> **Task statement**: Print the complete set of entries exactly.

> **Task inputs**:
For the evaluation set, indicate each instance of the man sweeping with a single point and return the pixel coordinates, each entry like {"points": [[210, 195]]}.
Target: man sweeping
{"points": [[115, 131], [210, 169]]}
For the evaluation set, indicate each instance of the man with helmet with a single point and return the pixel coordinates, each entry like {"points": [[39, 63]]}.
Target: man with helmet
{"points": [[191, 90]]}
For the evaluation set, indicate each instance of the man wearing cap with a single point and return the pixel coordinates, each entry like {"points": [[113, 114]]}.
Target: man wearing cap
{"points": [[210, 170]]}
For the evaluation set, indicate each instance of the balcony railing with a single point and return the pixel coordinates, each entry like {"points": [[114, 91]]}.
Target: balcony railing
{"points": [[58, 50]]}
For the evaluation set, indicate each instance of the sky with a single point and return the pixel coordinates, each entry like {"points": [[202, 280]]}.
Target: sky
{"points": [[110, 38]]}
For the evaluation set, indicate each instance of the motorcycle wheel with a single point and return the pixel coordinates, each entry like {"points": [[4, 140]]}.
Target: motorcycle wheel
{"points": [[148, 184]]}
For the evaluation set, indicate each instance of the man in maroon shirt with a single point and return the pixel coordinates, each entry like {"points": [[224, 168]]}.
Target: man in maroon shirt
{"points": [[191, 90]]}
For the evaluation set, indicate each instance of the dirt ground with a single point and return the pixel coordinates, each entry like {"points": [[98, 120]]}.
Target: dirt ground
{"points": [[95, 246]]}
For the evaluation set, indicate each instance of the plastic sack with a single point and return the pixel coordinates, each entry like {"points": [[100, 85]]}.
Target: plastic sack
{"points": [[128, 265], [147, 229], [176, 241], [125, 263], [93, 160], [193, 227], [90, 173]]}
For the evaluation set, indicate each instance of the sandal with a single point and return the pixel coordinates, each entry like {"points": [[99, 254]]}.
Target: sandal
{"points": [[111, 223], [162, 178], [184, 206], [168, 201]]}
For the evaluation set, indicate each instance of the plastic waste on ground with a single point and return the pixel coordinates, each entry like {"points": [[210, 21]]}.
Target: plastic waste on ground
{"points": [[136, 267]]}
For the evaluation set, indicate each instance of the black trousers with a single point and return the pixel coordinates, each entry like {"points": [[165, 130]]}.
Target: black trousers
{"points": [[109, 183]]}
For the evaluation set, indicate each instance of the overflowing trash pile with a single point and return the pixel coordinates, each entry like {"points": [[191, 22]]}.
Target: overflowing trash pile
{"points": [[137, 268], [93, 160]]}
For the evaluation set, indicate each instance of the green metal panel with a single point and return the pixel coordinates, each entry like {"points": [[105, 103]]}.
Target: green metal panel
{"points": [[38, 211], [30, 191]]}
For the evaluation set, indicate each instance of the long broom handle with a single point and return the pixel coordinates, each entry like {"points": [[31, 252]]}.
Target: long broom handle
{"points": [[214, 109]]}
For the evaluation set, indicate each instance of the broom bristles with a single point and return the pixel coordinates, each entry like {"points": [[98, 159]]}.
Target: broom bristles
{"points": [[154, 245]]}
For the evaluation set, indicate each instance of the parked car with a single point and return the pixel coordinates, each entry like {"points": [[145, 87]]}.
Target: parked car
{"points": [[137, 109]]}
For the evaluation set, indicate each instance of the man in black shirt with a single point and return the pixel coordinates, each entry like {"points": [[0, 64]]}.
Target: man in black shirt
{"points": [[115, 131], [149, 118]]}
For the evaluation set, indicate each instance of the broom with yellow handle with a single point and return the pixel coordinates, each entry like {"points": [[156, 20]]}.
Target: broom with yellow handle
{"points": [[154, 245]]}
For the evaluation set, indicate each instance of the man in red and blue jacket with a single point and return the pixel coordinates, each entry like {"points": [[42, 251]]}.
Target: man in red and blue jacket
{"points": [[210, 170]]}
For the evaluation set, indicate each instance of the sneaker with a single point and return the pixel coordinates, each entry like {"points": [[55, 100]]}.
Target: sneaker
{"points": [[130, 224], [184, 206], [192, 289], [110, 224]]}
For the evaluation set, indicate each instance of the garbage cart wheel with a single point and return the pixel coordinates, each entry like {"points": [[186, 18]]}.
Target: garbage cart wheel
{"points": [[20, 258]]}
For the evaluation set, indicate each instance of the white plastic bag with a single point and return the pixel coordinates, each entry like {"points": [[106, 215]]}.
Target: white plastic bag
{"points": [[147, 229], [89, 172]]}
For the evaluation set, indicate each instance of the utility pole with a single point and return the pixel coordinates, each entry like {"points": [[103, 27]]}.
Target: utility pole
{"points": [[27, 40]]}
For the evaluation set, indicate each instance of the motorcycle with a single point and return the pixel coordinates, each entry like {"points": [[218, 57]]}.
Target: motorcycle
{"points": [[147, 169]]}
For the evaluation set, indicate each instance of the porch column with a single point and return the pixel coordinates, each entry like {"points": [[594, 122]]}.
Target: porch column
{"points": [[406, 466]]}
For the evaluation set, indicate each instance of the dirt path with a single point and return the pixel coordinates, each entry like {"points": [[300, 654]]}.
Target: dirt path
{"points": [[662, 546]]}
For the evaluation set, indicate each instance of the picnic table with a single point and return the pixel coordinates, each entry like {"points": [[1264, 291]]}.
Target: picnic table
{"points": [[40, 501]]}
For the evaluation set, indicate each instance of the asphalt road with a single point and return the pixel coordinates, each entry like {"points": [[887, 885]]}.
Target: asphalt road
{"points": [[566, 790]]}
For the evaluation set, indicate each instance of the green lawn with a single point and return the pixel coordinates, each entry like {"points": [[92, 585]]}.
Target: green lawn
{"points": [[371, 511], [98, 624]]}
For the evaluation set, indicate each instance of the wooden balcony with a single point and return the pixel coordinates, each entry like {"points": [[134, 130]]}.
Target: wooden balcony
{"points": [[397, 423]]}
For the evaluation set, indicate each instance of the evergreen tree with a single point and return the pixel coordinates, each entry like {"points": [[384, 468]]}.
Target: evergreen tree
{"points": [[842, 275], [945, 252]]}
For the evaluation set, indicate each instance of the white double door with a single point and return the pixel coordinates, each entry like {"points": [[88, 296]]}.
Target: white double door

> **Problem solution**:
For the evaluation set, indicate each instance of the man sweeping with a single point and return the pixel coordinates, each entry like {"points": [[210, 195]]}.
Target: man sweeping
{"points": [[115, 131], [210, 169]]}
For the evaluation set, indicate each instance of the man with helmet with a single point and return the pixel coordinates, each entry like {"points": [[39, 63]]}.
Target: man with helmet
{"points": [[191, 90]]}
For the evaluation set, indicate each instance of the man wearing cap with a single point and return the pixel coordinates, each entry like {"points": [[113, 114]]}.
Target: man wearing cap
{"points": [[210, 170]]}
For the evaluation set, indicate each instance of the balcony railing with a single point and return the pixel coordinates, each entry like {"points": [[114, 91]]}.
Target: balcony railing
{"points": [[58, 50]]}
For the evaluation set, indicate each instance of the sky with a single point and return the pixel coordinates, each entry like {"points": [[202, 280]]}.
Target: sky
{"points": [[110, 38]]}
For the evaluation set, indicate each instance of the motorcycle wheel with a single point and return the pixel coordinates, each entry like {"points": [[4, 140]]}.
Target: motorcycle wheel
{"points": [[148, 184]]}
For the evaluation set, indicate each instance of the man in maroon shirt with a single point and return the pixel coordinates, each entry like {"points": [[224, 168]]}.
Target: man in maroon shirt
{"points": [[191, 90]]}
For the evaluation set, indicate each instance of the dirt ground with a single point and return the pixel coordinates, each entry like {"points": [[98, 120]]}.
Target: dirt ground
{"points": [[95, 246]]}
For the evaluation set, indicate each instance of the plastic sack with a single point and return the pixel coordinates, each entry like {"points": [[100, 85]]}.
Target: plastic sack
{"points": [[128, 265], [147, 229], [176, 241], [125, 263], [93, 160], [193, 227], [90, 173]]}
For the evaluation set, indicate each instance of the sandal with a single point and return the pixel coordinates, each entry like {"points": [[99, 254]]}.
Target: sandal
{"points": [[111, 223], [162, 178], [184, 206], [168, 201]]}
For the evaluation set, indicate each instance of the plastic waste on ground with a single point and return the pixel coordinates, each entry like {"points": [[210, 21]]}.
Target: plastic waste on ground
{"points": [[136, 267]]}
For the evaluation set, indicate each instance of the black trousers with a single point and return the pixel coordinates, each entry like {"points": [[165, 130]]}.
Target: black trousers
{"points": [[109, 183]]}
For the evaluation set, indicate each instance of the overflowing trash pile with a single point and return the pixel coordinates, each entry like {"points": [[191, 22]]}.
Target: overflowing trash pile
{"points": [[137, 268], [93, 160]]}
For the evaluation set, indicate each instance of the green metal panel with a single point and return the pixel coordinates, each entry like {"points": [[105, 103]]}.
Target: green metal panel
{"points": [[38, 211], [30, 191]]}
For the evaluation set, indicate each instance of the long broom handle with a single point and return the pixel coordinates, each entry like {"points": [[31, 252]]}.
Target: long broom handle
{"points": [[214, 109]]}
For the evaluation set, indicate each instance of the broom bristles with a single point and return the pixel coordinates, each entry like {"points": [[98, 159]]}.
Target: broom bristles
{"points": [[154, 245]]}
For the evaluation set, indicate each instance of the parked car with a single point and return the pixel coordinates, each entry like {"points": [[145, 87]]}.
Target: parked car
{"points": [[137, 109]]}
For the evaluation set, indicate each instance of the man in black shirt with a single point and return the pixel coordinates, each entry like {"points": [[0, 64]]}.
Target: man in black shirt
{"points": [[115, 131], [149, 118]]}
For the evaluation set, indicate each instance of the broom with yellow handle with a single point and return the pixel coordinates, each entry like {"points": [[156, 20]]}.
Target: broom with yellow handle
{"points": [[154, 245]]}
For the evaluation set, indicate each instance of the man in red and blue jacket with a single point and return the pixel coordinates, each entry like {"points": [[42, 251]]}.
Target: man in red and blue jacket
{"points": [[210, 170]]}
For the evaluation set, indicate each instance of the sneaker with a single point and return the pixel coordinates, each entry like {"points": [[55, 100]]}.
Target: sneaker
{"points": [[130, 224], [184, 206], [192, 289], [110, 224]]}
For the evaluation set, indicate each instance of the garbage cart wheel with a single point and return the pixel coordinates, each entry like {"points": [[186, 18]]}.
Target: garbage cart wheel
{"points": [[20, 258]]}
For the evaluation set, indicate each instance of the white plastic bag with a single point and return the pixel coordinates, each entry like {"points": [[106, 215]]}.
Target: white plastic bag
{"points": [[147, 229], [89, 172]]}
For the evaluation set, indicate each instance of the utility pole with a single point and return the pixel coordinates, each entry like {"points": [[103, 27]]}.
Target: utility pole
{"points": [[27, 40]]}
For the evaluation set, indicate each instance of the motorcycle with a single point and return the pixel coordinates, each entry like {"points": [[218, 57]]}.
Target: motorcycle
{"points": [[147, 169]]}
For the evaluation set, indicate each instance of the porch column with a single point and return the pixel coordinates, each entry like {"points": [[594, 122]]}.
Target: porch column
{"points": [[406, 466]]}
For the evaluation set, indicate each instance of the dirt path with a single point and return the pixel coordinates, each entry like {"points": [[300, 654]]}.
Target: dirt path
{"points": [[662, 546]]}
For the evaluation set, indicate each instance of the picnic table with a single point and return the pixel coordinates, each entry like {"points": [[1264, 291]]}.
Target: picnic table
{"points": [[40, 501]]}
For the evaluation set, indicate each instance of the asphalt road with a single point and return the pixel coordinates, each entry like {"points": [[887, 885]]}.
Target: asphalt road
{"points": [[566, 790]]}
For the evaluation set, indicate each instance of the green lawn with a single point and return the pixel coordinates, each entry like {"points": [[92, 585]]}.
Target: green lawn
{"points": [[371, 511], [98, 624]]}
For the evaluation set, indicate each instance of the wooden balcony with a single point and return the pixel coordinates, each entry like {"points": [[134, 130]]}.
Target: wooden balcony
{"points": [[397, 423]]}
For the evaluation set, indicate each instance of the evergreen tree with a single point and return the pixel coordinates, each entry like {"points": [[384, 468]]}.
Target: evergreen tree
{"points": [[842, 275], [945, 252]]}
For the evaluation set, indicate each instance of the white double door with a single point and return the pixel coordinates, each entry like {"points": [[88, 296]]}.
Target: white double door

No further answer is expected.